TASK REQUIREMENTS.
Reproduce everything in the listing below from the line containing "Would you mind picking out the man's fingers" down to the line containing "<point>684,471</point>", both lines included. Leave the pictures out.

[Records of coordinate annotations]

— begin —

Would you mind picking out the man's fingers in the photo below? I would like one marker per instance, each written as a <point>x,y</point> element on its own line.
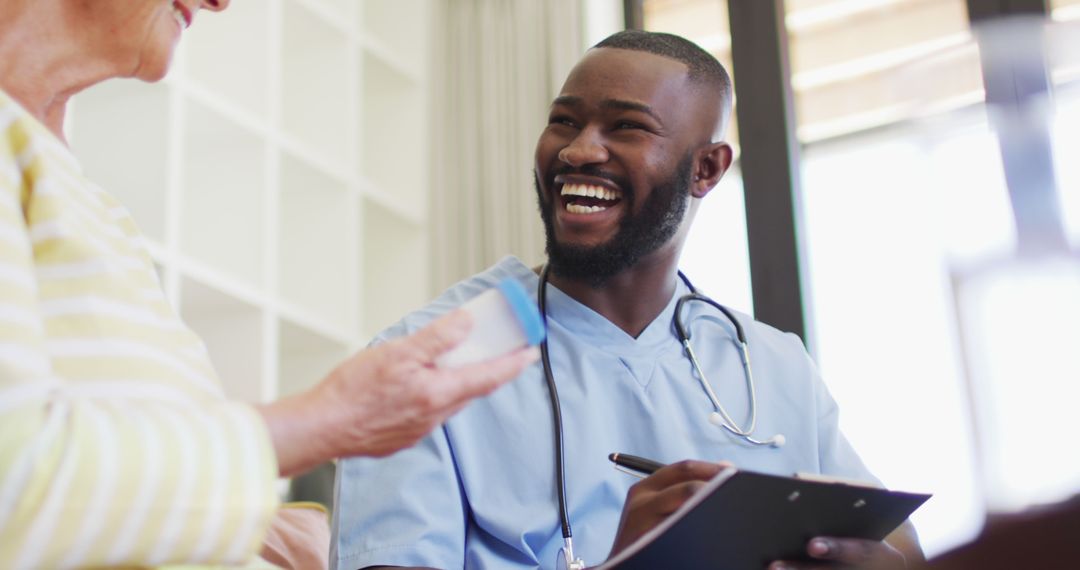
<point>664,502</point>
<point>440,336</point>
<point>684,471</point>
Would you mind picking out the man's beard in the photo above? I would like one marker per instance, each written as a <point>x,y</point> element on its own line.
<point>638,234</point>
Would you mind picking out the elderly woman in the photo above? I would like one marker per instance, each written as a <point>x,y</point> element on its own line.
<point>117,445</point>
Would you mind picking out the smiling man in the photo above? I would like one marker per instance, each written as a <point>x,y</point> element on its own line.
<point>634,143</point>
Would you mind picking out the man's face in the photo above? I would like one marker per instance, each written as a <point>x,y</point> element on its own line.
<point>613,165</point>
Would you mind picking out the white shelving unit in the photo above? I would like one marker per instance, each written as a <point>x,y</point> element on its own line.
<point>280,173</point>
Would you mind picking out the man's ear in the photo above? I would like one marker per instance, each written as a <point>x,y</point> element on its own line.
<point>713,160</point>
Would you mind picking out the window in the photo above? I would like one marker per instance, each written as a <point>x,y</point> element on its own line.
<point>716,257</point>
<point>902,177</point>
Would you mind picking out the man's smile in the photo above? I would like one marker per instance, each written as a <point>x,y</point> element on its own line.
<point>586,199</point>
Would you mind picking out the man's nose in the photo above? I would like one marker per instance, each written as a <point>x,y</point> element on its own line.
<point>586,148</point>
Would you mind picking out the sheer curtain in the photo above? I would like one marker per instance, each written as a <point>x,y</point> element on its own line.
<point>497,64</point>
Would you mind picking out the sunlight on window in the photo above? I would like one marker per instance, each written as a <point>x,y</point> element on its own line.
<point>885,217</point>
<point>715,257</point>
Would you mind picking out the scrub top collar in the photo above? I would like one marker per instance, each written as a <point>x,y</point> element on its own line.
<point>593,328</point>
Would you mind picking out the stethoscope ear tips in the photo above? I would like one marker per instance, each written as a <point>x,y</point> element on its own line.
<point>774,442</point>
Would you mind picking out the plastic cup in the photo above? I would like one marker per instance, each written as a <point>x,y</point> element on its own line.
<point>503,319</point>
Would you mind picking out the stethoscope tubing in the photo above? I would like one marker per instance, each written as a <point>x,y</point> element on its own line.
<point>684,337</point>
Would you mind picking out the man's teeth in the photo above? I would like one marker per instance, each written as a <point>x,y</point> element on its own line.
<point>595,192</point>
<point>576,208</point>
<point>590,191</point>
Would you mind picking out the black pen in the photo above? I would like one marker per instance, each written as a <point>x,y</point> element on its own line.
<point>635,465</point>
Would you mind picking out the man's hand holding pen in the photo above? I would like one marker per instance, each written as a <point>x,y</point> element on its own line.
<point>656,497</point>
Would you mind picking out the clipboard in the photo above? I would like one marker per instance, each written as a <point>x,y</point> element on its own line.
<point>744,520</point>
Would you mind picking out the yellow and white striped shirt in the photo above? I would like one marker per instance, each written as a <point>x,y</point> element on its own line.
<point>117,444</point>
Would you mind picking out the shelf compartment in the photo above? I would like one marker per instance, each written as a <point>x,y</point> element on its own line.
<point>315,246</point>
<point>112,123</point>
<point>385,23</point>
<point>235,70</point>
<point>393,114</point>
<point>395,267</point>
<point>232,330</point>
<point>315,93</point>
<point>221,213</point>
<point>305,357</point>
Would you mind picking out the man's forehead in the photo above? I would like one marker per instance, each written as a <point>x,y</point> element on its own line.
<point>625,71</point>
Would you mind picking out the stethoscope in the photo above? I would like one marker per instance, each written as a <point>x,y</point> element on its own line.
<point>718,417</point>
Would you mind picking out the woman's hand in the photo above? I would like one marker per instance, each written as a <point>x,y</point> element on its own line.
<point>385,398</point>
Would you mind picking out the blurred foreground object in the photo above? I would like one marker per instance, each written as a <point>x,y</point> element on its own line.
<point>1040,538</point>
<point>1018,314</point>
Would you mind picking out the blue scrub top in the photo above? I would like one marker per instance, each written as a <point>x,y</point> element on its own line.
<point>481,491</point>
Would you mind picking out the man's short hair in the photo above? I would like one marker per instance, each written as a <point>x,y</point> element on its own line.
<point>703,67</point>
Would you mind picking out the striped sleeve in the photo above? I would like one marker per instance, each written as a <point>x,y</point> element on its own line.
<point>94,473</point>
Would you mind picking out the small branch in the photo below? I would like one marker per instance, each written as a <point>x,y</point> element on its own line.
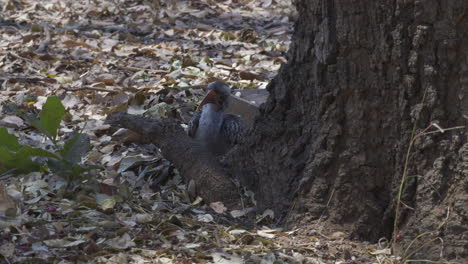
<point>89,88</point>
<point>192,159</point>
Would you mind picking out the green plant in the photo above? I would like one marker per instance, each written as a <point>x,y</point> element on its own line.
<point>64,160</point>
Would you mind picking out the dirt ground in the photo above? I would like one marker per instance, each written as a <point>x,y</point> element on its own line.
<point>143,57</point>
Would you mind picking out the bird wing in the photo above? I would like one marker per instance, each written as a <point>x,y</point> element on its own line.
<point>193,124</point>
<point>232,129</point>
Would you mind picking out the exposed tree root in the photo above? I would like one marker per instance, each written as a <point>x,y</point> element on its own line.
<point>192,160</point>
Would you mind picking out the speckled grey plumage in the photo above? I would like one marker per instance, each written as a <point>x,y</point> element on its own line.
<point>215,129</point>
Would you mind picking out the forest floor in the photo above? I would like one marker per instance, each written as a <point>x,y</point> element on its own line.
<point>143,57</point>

— end —
— begin —

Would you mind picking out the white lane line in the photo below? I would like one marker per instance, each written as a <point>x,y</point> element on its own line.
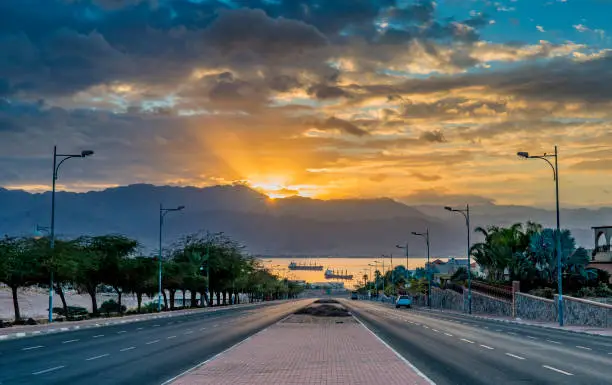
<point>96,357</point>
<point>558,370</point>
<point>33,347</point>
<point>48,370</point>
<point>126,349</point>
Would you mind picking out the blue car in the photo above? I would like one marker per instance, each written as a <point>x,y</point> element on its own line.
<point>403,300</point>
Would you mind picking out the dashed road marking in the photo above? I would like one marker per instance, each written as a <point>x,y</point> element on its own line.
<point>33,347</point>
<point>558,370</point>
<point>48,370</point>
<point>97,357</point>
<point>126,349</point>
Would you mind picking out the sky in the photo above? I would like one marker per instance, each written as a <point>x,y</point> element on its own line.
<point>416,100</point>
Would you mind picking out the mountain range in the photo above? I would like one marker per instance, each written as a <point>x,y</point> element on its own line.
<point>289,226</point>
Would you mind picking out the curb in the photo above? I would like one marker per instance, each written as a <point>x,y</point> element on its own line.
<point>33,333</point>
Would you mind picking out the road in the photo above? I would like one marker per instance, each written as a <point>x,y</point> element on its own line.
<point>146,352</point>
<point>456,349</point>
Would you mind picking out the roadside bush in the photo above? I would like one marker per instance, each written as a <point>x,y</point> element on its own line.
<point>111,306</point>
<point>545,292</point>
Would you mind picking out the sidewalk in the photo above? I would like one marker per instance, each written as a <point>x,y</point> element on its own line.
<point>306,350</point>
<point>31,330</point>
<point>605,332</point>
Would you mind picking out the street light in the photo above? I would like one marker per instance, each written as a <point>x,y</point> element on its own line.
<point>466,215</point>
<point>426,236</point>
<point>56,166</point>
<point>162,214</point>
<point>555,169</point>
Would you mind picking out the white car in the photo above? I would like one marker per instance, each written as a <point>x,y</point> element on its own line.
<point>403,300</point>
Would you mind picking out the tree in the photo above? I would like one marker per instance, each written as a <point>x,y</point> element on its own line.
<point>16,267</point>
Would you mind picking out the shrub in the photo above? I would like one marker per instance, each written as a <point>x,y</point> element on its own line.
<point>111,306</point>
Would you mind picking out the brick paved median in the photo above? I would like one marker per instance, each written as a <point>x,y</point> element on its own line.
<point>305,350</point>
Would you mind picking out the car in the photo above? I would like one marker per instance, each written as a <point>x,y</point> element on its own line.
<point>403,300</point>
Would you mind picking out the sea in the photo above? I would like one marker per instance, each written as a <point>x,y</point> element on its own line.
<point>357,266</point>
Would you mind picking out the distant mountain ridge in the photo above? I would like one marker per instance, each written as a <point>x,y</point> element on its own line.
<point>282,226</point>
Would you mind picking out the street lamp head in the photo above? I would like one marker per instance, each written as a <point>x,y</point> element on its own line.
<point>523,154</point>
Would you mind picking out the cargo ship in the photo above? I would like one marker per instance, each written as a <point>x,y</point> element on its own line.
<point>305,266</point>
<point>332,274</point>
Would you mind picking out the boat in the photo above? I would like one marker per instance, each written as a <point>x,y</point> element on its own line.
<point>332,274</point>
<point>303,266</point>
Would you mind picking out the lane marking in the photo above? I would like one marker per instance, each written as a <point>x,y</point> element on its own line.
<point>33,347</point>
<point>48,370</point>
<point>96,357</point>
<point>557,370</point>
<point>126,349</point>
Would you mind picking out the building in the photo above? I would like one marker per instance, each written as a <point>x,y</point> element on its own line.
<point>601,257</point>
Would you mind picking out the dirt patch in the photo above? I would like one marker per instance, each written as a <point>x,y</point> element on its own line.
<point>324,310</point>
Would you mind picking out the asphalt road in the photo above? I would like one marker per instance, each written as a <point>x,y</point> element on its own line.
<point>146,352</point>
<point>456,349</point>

— end —

CORRECT ANSWER.
Would you mind picking out the man's fingers in the photo below? I would like one marker per instance, each written as a <point>x,y</point> element on its own line.
<point>664,502</point>
<point>440,336</point>
<point>684,471</point>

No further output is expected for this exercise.